Exercise: Determine how many lines in these records hold "point". Only the number is wanted.

== Available data

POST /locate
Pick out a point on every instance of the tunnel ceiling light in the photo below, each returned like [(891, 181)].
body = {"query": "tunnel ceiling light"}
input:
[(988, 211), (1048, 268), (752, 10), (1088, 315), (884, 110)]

====
== Available data

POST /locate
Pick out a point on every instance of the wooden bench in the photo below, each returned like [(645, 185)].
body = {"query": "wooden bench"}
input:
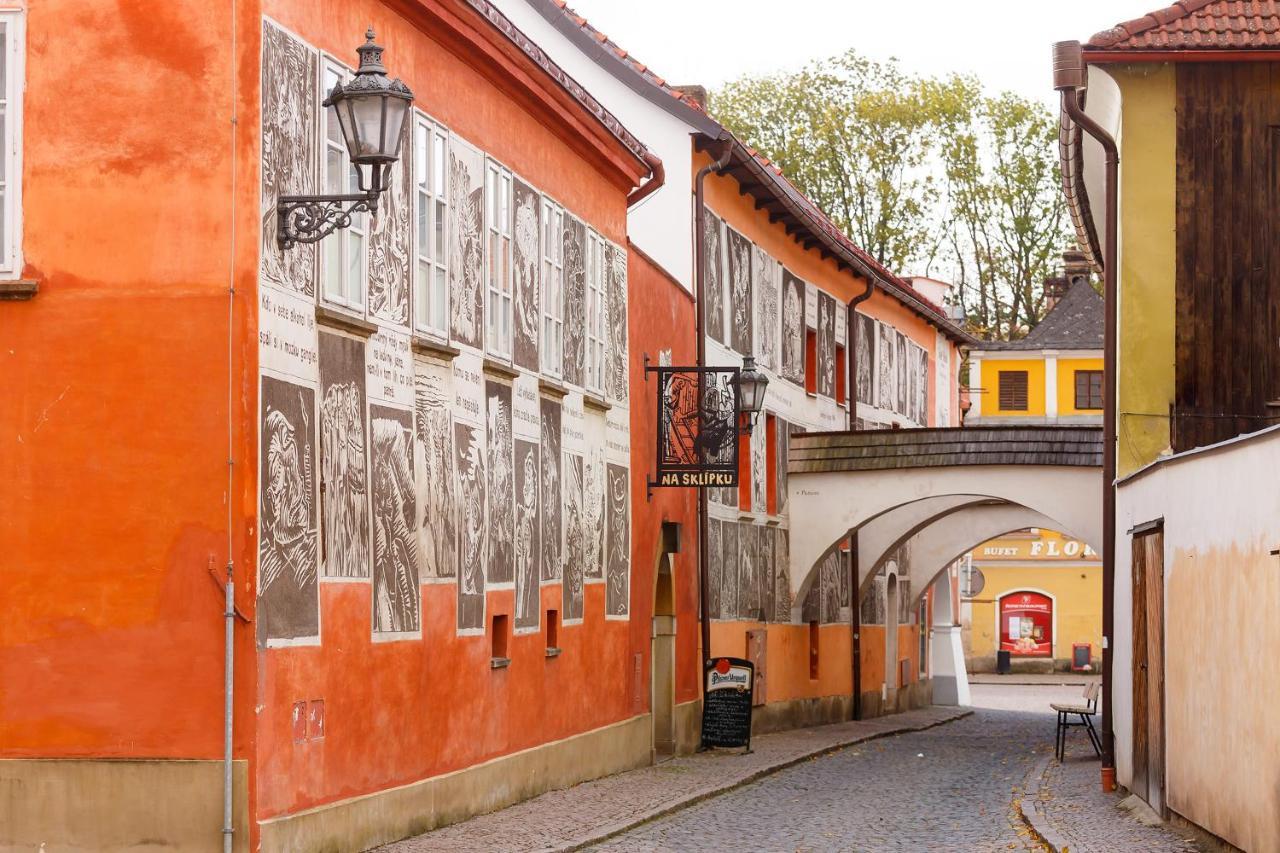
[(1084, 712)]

====

Solution: 2